Task inputs:
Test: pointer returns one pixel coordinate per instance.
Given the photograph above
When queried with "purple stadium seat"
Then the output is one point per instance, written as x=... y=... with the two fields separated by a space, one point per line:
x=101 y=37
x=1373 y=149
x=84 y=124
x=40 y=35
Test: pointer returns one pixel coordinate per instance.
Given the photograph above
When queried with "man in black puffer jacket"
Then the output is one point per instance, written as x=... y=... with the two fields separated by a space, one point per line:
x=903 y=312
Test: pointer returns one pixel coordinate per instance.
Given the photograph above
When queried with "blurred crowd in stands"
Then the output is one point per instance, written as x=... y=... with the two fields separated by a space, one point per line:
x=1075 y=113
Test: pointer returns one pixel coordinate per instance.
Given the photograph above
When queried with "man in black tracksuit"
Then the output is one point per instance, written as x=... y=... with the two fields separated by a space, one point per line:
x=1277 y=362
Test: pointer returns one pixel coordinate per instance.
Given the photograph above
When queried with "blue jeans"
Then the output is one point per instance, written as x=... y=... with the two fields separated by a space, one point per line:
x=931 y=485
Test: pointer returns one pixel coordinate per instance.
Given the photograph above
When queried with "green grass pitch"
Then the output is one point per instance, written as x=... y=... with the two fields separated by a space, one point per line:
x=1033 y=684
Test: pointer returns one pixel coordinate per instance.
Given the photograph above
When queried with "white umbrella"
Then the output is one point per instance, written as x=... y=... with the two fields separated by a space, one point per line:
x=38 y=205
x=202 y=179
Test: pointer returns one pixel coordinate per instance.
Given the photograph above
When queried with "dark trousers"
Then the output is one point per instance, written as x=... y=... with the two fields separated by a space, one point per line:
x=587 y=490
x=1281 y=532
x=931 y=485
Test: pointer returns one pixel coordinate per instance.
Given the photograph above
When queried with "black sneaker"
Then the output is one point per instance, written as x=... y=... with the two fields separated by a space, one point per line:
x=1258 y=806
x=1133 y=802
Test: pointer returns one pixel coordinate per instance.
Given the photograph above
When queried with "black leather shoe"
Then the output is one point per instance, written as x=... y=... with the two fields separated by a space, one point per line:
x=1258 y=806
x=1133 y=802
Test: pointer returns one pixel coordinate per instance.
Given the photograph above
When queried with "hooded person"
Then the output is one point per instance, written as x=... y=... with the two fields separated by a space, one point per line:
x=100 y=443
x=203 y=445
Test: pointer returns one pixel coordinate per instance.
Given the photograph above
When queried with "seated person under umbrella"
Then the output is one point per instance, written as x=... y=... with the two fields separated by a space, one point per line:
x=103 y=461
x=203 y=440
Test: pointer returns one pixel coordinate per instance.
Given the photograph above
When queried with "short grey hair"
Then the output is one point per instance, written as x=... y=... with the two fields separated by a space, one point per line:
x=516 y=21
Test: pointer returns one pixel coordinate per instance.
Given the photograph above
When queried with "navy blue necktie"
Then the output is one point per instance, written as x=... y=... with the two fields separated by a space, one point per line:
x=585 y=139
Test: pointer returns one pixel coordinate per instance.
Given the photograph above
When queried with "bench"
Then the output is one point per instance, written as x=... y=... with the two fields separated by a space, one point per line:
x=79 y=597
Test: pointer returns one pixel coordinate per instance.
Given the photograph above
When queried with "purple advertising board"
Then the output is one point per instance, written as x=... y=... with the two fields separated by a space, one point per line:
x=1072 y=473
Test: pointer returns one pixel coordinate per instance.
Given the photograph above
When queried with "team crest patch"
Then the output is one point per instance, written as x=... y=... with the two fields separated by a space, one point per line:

Work task:
Retype the data. Every line must match the original exactly.

Problem solution:
Test: pointer returns one pixel coordinate per instance.
Given the photograph above
When queried with "purple stadium seat"
Then the output is one point per instance, written as x=... y=... with the two fields separated by a space, one point per line:
x=101 y=37
x=1373 y=149
x=84 y=124
x=40 y=35
Test: pointer returns one pixel coordinate per instance.
Given the photograph above
When queried with "man in black puffer jacket"
Then the output is one point per instance, written as x=... y=... with the two fields separated by a space, one point per line:
x=903 y=312
Test: pointer returns one pixel coordinate per instance.
Given the photograph above
When queried with "blurred crowd in stands"
Then the output is one point per instance, written as x=... y=... with the two fields separated by a space, one point per line:
x=1075 y=113
Test: pointer returns one pixel coordinate per instance.
Given the photograph above
When queried with "man in black tracksuit"
Then the output is one point per instance, written as x=... y=... with the two fields separated by a space, one point per line:
x=1277 y=362
Test: pointer returns one pixel coordinate per instance.
Given the photograph above
When queried with "blue jeans"
Then the output is one point per instance, written as x=... y=... with the two fields separated by a space, one point per line:
x=931 y=485
Test: pointer returns one pixel coordinate per instance.
Given the photograph above
When queried with "green grass pitch"
Then the output is one point per instance, written as x=... y=... with the two fields separated by a space, one point per line:
x=1033 y=684
Test: pointer returns one pixel coordinate per instance.
Given the photograph above
When queried with "white umbrella"
Then the output is one point per instance, written as x=... y=... with the two fields separated by a space, one point per line:
x=38 y=205
x=202 y=179
Test: pointer returns one pixel coordinate per instance.
Given the photograph above
When queried with "dark trousers"
Then the output is one point per instance, written as x=... y=... with the two fields separated by a space, one point per line:
x=587 y=490
x=1281 y=532
x=931 y=485
Test: pointer returns one pixel coordinate per instance.
Given the photograph above
When queried with "black sneaker"
Then the output is one point per instance, written as x=... y=... with the two fields separated by a space, one point per line:
x=1258 y=806
x=1133 y=802
Test: pointer returns one pixel coordinate per instance.
Given the photograph above
When queried with "black leather shoe"
Then the output is one point per instance, written as x=... y=... with the two fields separated by a space, one point per line:
x=1258 y=806
x=1133 y=802
Test: pointer returns one pixel coordinate per instance.
Given the photograph above
When queried with "hooded person"
Then the output is one point per instance, written as x=... y=... with the two fields separated by a space, one point per line:
x=100 y=443
x=203 y=445
Test: pointer returns one pixel coordinate per instance.
Given the photograph above
When queried with "seated person under umbrella"
Then the output is one point per instance, written as x=... y=... with the two fields separated by a space, one point per line:
x=103 y=461
x=203 y=440
Test: pointer returns one pixel coordinate per instance.
Given the photograph above
When queried with "short grey hair"
Then the output is one point per instance, written as x=... y=... with the two fields separated by a space, one point per line:
x=516 y=21
Test: pointer returns one pixel coordinate per instance.
Given the photograph above
When queried with "navy blue necktie"
Then the output is one point per instance, written as x=... y=... with the two fields separated by a space, one point per line:
x=585 y=139
Test: pointer returns one pixel coordinate per instance.
Given the photograph above
When queried with "bench"
Then the output is one point per instance, written as x=... y=... with the two fields separated by a space, one point per line:
x=79 y=597
Test: pointer returns one pixel coordinate per instance.
Given the photograph above
When queried with "purple advertising board"
Then the output is one point per instance, written as x=... y=... with the two fields separated by a space, one point per line:
x=1072 y=473
Test: pointer returns one pixel coordinate per instance.
Given the photograph above
When queried with "team crest patch"
Then the output is one point per instance, written as x=... y=... with the two fields separated by a space, one point per line:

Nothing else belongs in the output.